* [Assigned task]: Retype all the records with nothing changed.

═══ Supplied information ═══

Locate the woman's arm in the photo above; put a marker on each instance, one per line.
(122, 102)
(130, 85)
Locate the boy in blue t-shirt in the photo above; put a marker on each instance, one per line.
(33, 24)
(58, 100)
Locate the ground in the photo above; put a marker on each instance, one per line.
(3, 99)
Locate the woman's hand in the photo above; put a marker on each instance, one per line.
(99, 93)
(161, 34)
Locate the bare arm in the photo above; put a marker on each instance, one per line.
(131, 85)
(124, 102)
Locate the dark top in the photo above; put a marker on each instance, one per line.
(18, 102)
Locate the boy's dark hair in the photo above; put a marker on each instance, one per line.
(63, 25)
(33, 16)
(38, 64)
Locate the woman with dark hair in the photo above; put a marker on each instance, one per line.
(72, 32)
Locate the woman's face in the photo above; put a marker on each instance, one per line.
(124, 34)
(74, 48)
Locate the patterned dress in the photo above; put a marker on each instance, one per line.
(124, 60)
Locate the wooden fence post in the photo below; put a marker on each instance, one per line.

═══

* [Solved exercise]:
Locate the woman's arm in the photo above; put a marker on each instance, one per line.
(122, 102)
(130, 85)
Locate the boy in blue t-shirt in the photo above; put a marker on each instance, one per line.
(33, 24)
(58, 100)
Locate the ground in the photo above; put a marker on each instance, one per line.
(3, 99)
Locate the woman's hand in the photo above; put a marker on each instance, one per line.
(99, 93)
(161, 34)
Locate the bare arm in the photo above; put a marker on each instance, one per line.
(131, 85)
(124, 102)
Locate the dark top in the photo above; put a marker on each instance, one per line.
(18, 102)
Locate the boy's dark hair in the photo above; put a marker on each instance, one per line.
(63, 25)
(33, 16)
(38, 64)
Locate the woman with dark hair in the photo above; put a marker on each instance, one per line.
(72, 32)
Locate the woman's face in the photo above; put a marker on each instance, one per line.
(124, 34)
(74, 48)
Locate the patterned dress in the photo above; put a marker on each instance, one per line.
(124, 60)
Locate the wooden fence post in the photo below; put a marker on each instance, one per line.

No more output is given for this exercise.